begin

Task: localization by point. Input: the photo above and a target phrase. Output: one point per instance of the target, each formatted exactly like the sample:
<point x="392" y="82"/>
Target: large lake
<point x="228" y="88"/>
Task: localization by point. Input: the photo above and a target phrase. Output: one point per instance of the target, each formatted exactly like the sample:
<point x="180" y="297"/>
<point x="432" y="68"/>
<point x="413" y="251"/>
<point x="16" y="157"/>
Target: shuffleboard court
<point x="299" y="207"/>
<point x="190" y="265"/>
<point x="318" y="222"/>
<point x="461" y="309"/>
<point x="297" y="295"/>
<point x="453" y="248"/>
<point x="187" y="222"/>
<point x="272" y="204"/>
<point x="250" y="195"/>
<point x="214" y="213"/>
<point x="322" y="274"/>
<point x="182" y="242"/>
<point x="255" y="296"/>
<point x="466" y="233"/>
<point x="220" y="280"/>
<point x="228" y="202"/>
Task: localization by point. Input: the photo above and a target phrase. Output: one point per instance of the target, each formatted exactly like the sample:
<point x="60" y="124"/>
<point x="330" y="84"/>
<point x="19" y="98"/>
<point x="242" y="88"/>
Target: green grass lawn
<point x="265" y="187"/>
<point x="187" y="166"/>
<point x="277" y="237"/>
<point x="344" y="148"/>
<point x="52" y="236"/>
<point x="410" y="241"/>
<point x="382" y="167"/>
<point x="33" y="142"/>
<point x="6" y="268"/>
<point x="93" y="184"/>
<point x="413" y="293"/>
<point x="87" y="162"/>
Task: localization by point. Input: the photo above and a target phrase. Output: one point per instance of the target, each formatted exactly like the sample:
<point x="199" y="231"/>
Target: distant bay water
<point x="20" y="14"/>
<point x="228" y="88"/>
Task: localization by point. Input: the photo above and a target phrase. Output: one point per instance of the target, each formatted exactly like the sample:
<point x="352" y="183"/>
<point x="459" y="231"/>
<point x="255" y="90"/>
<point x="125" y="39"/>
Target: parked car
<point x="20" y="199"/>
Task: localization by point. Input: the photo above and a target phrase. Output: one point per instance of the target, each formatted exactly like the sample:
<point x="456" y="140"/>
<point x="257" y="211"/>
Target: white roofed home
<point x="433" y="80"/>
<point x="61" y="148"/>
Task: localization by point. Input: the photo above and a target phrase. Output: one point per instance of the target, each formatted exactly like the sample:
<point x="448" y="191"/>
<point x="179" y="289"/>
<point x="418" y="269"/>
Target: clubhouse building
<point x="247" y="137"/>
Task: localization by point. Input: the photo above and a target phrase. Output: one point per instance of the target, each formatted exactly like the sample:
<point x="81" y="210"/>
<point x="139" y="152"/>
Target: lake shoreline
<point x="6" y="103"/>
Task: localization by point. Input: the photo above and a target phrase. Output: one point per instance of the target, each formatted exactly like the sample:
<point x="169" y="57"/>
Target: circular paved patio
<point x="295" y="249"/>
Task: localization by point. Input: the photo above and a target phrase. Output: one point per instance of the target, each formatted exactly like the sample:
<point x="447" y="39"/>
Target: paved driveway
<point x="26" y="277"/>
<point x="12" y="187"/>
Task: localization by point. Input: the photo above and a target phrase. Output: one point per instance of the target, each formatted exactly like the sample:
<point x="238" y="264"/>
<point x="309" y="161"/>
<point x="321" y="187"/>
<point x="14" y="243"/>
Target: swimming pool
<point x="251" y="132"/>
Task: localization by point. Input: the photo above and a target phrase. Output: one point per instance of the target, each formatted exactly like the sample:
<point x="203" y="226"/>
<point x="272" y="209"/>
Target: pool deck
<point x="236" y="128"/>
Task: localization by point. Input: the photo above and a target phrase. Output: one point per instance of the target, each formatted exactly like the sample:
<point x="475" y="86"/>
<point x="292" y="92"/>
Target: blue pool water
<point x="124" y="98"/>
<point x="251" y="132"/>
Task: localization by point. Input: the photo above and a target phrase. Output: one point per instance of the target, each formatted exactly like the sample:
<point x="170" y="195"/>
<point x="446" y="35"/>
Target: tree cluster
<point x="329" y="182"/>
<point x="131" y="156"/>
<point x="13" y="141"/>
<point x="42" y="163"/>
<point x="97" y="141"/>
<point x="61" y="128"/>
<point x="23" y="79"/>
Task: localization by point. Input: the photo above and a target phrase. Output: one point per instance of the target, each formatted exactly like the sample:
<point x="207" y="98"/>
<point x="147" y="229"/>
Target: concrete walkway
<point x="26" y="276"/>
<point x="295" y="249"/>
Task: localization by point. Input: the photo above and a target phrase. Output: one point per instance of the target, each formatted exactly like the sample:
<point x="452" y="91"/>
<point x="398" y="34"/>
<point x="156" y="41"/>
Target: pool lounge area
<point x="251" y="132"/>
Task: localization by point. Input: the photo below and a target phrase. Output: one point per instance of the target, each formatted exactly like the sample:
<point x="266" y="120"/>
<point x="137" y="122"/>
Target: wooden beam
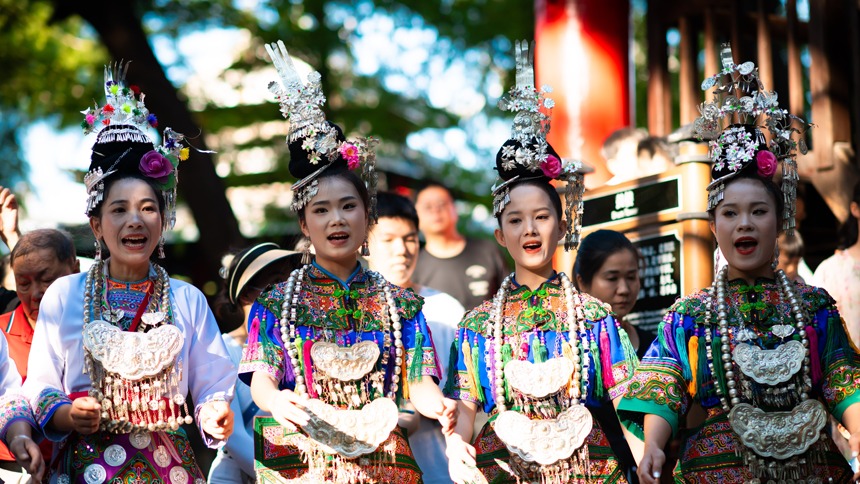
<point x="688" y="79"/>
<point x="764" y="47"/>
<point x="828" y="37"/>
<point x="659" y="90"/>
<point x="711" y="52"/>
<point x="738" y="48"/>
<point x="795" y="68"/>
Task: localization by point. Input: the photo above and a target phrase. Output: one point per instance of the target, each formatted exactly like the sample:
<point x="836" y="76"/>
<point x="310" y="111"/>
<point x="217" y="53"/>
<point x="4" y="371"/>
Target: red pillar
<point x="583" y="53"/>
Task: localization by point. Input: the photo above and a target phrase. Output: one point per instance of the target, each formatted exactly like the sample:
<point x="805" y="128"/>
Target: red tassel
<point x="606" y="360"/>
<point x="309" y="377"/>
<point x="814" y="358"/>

end
begin

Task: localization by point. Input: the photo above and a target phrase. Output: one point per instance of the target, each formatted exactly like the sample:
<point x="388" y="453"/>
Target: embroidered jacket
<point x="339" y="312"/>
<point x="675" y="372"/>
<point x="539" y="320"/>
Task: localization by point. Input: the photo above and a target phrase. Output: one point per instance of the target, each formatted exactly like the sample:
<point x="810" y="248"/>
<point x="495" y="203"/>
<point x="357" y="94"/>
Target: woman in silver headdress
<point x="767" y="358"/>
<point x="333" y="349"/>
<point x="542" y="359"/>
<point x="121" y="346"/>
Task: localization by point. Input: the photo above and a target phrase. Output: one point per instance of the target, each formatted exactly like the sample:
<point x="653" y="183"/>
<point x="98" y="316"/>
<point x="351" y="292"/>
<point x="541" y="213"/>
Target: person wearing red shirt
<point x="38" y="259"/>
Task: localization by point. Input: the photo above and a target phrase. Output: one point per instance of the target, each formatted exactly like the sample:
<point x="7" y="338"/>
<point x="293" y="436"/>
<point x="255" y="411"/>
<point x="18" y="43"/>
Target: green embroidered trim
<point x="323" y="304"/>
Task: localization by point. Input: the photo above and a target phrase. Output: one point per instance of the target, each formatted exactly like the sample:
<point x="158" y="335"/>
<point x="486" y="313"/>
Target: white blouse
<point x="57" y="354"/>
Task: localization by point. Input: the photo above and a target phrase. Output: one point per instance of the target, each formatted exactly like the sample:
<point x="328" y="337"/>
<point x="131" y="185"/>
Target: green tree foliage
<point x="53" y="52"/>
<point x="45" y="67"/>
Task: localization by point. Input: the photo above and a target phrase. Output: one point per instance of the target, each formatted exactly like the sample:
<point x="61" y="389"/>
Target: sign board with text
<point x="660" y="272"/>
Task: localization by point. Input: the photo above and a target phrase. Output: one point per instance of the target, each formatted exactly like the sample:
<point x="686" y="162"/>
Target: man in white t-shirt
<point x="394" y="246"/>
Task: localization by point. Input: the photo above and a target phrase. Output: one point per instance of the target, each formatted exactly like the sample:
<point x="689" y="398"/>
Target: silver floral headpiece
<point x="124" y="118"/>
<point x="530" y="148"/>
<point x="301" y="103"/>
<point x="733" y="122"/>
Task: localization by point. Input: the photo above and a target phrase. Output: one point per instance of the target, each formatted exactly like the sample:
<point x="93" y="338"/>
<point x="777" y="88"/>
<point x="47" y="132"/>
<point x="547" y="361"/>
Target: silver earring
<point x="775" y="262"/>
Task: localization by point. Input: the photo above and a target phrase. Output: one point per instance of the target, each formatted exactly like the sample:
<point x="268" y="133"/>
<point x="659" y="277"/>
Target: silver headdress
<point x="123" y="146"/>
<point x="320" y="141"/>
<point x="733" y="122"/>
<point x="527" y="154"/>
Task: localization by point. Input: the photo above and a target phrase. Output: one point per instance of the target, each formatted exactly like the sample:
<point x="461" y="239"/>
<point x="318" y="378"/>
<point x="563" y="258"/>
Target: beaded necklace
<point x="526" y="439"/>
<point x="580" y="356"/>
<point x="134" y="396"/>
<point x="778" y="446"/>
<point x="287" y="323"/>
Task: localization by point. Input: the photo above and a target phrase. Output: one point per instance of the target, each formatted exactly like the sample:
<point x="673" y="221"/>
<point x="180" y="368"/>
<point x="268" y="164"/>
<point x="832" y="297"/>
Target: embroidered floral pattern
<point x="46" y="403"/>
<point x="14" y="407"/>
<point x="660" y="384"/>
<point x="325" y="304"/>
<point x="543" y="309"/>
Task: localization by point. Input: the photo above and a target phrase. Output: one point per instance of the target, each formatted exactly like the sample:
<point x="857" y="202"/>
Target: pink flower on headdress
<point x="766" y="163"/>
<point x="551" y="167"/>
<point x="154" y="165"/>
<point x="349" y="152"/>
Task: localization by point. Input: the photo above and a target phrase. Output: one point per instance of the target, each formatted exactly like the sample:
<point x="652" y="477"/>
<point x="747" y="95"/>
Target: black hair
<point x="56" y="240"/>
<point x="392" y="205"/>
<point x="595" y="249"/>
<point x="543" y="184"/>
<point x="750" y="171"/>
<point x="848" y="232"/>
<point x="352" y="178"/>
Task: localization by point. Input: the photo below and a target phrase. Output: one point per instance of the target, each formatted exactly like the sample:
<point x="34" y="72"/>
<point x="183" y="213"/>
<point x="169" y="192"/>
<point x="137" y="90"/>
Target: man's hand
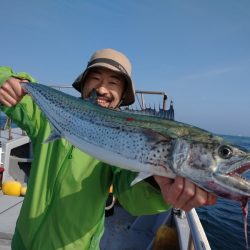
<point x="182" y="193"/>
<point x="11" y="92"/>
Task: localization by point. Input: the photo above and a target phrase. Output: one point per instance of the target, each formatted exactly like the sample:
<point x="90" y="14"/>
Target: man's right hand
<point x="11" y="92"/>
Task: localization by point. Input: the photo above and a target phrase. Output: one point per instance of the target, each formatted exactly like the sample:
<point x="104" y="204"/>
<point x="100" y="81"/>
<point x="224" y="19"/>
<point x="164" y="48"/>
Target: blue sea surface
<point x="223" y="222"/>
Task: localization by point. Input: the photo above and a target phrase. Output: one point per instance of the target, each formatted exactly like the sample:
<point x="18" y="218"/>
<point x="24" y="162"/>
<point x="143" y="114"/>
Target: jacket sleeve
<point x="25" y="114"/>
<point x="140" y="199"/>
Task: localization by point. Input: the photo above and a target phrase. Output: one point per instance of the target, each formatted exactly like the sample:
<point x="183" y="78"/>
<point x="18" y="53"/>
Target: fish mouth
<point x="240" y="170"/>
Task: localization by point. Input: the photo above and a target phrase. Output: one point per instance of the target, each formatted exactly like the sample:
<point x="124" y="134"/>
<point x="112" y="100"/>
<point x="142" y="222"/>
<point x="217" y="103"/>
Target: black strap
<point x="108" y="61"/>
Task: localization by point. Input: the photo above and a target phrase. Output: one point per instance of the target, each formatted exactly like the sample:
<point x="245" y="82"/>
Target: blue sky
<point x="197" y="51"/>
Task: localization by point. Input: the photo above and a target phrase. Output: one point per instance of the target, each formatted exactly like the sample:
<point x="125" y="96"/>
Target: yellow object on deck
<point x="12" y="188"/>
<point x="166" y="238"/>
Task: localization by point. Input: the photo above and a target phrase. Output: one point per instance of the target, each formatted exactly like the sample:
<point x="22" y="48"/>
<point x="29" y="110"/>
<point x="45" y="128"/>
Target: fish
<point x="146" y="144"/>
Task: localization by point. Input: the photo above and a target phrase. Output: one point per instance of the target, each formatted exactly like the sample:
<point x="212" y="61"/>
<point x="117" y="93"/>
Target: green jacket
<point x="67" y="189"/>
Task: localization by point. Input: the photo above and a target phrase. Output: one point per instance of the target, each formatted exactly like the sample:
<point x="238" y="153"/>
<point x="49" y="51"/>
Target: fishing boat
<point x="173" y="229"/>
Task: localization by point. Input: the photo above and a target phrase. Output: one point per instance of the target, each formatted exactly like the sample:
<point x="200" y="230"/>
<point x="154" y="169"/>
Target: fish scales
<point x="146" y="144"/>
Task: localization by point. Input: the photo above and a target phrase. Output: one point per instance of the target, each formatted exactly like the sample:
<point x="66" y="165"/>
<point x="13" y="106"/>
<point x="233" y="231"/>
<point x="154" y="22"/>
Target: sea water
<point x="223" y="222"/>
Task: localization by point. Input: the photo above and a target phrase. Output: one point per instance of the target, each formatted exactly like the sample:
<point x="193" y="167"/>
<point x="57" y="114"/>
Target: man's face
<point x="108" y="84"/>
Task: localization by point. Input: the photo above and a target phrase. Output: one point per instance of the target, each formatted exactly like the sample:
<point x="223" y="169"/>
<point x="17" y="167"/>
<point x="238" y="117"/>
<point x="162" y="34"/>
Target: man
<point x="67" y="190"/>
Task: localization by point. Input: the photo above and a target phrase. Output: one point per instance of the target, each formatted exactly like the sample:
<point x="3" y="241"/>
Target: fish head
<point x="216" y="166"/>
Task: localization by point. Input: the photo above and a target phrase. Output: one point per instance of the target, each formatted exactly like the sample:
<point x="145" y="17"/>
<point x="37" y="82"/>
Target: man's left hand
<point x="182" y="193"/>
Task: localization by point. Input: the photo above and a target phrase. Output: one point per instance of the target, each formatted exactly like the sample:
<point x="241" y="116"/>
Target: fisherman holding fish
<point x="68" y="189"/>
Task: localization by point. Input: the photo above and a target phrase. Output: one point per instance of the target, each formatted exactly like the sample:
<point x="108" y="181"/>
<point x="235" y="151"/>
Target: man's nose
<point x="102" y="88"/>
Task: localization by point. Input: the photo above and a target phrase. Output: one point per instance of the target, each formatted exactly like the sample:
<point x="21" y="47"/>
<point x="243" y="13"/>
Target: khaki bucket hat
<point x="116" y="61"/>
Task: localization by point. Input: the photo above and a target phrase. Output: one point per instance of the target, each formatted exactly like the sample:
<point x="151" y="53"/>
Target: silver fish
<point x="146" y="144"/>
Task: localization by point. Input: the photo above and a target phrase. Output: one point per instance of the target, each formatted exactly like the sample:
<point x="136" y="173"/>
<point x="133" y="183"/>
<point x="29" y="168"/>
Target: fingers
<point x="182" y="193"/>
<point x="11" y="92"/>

end
begin

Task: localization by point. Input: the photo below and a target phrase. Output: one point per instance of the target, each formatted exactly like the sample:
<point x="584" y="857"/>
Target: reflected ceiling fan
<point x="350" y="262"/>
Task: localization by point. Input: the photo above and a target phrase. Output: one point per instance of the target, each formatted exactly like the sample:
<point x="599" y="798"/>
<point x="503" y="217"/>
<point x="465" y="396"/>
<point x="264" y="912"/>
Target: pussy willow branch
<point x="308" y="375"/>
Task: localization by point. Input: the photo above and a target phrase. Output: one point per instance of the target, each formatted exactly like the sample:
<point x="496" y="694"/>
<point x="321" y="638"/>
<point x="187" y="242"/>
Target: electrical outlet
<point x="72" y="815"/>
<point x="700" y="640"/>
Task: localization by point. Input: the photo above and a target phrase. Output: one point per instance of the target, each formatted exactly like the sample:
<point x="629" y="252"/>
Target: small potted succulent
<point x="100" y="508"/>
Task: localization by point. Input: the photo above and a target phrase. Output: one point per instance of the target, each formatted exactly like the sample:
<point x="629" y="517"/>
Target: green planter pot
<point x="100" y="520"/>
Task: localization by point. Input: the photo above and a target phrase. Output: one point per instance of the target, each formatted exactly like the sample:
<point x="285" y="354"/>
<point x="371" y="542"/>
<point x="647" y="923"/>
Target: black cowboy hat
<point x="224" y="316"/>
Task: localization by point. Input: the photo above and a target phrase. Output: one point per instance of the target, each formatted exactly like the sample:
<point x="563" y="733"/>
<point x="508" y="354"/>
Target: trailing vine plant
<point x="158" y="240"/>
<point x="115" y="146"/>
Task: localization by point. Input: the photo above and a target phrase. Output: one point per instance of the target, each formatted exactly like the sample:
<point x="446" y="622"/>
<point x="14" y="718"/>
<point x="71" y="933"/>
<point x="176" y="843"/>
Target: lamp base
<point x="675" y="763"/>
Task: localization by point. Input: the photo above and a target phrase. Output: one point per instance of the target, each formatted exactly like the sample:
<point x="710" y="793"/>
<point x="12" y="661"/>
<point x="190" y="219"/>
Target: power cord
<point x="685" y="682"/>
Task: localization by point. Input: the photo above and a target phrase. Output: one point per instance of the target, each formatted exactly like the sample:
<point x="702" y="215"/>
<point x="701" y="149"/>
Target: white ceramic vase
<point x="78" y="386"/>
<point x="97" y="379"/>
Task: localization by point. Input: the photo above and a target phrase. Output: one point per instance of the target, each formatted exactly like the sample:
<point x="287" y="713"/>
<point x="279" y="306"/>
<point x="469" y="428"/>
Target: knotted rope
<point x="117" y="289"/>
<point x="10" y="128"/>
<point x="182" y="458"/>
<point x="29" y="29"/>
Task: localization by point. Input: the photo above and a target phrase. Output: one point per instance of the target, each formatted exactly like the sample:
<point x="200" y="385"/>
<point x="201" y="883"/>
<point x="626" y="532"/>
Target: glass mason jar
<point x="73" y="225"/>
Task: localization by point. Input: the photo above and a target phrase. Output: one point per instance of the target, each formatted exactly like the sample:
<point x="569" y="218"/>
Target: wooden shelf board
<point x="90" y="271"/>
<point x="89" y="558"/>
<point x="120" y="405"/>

end

## YOUR INSTRUCTIONS
Filter the data above and copy each line that contains the word "paved". Matching is case-sensitive.

## FINAL ANSWER
Target: circular paved patio
Target: paved driveway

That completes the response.